▸ **Brief**:
Only one stretch of the listing below is wanted. Begin at the line that has "x=816, y=328", stop after the line that has "x=484, y=287", and repeat every line in between exactly.

***** Input for this task *****

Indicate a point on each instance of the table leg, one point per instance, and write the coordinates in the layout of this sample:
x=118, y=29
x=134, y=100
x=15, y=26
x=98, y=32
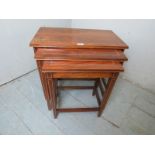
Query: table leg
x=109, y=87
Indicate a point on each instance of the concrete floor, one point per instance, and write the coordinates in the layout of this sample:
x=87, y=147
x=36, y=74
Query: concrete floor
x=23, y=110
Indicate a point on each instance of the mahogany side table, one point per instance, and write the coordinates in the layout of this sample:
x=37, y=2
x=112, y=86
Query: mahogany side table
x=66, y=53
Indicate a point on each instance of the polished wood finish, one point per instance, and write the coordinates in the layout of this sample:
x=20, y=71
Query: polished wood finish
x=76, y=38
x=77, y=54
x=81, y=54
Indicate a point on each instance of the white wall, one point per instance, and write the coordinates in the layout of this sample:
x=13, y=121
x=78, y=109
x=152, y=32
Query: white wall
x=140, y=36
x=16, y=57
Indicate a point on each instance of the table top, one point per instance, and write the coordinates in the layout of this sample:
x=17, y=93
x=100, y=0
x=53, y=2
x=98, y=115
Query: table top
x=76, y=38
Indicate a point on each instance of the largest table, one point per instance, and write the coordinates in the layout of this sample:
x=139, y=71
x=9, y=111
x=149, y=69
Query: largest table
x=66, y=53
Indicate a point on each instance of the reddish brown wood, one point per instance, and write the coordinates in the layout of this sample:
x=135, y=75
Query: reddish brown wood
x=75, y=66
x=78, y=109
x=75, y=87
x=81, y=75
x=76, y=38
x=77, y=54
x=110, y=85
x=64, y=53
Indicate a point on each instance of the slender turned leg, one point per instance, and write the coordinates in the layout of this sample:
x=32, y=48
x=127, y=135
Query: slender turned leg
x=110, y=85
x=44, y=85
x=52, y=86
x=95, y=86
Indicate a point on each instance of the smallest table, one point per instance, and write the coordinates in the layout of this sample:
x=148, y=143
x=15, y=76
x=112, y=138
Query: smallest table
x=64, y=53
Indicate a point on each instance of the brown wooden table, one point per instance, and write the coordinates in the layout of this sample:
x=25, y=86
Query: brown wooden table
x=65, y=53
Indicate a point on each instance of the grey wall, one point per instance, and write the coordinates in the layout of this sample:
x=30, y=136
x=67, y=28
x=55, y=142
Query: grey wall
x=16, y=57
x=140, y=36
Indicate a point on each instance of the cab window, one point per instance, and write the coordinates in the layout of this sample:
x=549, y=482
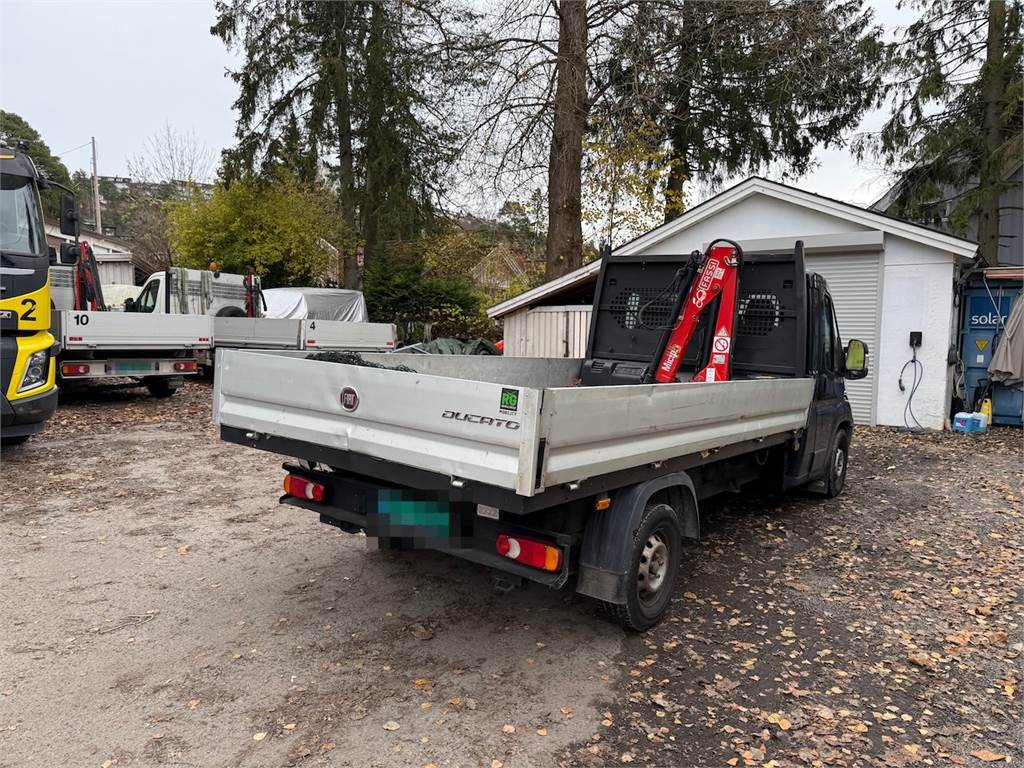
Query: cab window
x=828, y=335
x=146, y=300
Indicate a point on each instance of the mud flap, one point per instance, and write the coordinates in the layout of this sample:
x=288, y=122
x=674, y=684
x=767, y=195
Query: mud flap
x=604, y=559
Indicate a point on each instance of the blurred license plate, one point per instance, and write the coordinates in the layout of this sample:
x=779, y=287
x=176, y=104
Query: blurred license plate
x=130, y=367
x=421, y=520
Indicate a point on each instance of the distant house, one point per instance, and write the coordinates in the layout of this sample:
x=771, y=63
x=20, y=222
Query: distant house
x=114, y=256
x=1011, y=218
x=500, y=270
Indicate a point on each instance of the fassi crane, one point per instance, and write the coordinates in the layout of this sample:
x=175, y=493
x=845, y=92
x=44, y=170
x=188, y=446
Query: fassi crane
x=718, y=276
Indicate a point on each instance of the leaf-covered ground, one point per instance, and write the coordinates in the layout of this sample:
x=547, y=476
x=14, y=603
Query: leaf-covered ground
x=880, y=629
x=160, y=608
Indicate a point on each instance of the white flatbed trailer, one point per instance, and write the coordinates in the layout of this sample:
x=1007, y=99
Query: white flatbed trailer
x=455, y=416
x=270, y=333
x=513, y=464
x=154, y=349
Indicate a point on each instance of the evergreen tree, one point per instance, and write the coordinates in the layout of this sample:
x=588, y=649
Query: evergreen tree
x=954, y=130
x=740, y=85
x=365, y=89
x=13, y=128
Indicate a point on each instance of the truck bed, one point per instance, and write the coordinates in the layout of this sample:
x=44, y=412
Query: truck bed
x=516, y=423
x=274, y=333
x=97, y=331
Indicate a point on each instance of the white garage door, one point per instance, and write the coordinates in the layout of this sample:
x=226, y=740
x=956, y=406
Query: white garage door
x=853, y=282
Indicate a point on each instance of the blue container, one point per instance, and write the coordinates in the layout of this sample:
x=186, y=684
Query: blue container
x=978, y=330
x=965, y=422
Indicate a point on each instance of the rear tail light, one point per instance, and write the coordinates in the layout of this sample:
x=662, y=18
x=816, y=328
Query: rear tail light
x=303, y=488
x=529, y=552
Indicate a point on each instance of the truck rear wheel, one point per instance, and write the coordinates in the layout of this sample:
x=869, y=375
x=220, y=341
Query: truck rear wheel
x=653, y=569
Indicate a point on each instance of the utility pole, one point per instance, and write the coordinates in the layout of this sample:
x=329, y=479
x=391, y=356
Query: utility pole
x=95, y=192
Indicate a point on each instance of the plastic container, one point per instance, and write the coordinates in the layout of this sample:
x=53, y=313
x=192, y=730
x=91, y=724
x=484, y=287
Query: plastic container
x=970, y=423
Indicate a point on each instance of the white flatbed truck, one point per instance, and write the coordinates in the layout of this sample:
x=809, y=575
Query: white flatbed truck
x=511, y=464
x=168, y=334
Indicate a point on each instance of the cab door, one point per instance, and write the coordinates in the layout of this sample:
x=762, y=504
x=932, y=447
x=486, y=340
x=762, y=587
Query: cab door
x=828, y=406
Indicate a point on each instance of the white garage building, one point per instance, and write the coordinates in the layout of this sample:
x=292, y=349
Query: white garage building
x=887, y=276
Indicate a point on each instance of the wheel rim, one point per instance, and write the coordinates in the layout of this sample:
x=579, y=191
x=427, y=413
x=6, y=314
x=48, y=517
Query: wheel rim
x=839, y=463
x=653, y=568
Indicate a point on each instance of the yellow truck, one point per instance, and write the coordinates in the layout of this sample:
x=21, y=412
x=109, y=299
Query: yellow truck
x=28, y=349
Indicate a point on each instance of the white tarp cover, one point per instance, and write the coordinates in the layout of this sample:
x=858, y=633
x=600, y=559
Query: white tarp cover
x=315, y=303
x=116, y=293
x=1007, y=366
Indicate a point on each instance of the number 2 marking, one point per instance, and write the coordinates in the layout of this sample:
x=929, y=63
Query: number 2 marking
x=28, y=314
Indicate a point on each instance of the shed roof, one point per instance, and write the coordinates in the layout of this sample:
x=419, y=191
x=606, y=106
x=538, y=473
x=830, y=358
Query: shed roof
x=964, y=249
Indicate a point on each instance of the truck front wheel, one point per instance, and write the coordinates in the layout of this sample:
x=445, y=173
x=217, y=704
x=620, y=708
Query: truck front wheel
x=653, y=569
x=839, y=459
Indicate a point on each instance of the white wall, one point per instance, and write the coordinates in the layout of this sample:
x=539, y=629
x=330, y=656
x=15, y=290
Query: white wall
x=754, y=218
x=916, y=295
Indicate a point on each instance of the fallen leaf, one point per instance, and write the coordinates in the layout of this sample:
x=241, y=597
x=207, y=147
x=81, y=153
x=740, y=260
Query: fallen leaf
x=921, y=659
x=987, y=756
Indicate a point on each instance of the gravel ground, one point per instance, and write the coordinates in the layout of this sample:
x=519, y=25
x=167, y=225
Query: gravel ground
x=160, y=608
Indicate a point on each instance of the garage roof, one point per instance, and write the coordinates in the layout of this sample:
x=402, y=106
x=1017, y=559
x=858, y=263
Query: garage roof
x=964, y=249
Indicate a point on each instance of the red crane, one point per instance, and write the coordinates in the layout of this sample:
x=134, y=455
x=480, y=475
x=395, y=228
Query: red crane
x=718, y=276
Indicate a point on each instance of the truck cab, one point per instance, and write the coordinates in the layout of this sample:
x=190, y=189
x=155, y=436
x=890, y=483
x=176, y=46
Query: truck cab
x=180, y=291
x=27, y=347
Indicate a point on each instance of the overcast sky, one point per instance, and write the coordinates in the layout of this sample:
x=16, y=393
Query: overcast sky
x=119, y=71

*****

▸ **Output below**:
x=816, y=328
Query: rear tail light
x=303, y=488
x=529, y=552
Indicate a point on each instance of the truck rear wheel, one point per instance, and write the coordinates in the layout of this sample:
x=869, y=375
x=220, y=341
Query: truck rear wheel
x=653, y=569
Indicate a point on each instance of the utility pole, one point per instance, and write the coordinates in the layout of this sample:
x=329, y=479
x=391, y=356
Query: utility pole
x=95, y=192
Indicate a point on each instance of the plastic container, one point per instance, and write the coordinates in the layout of this sample:
x=53, y=313
x=192, y=730
x=91, y=724
x=484, y=287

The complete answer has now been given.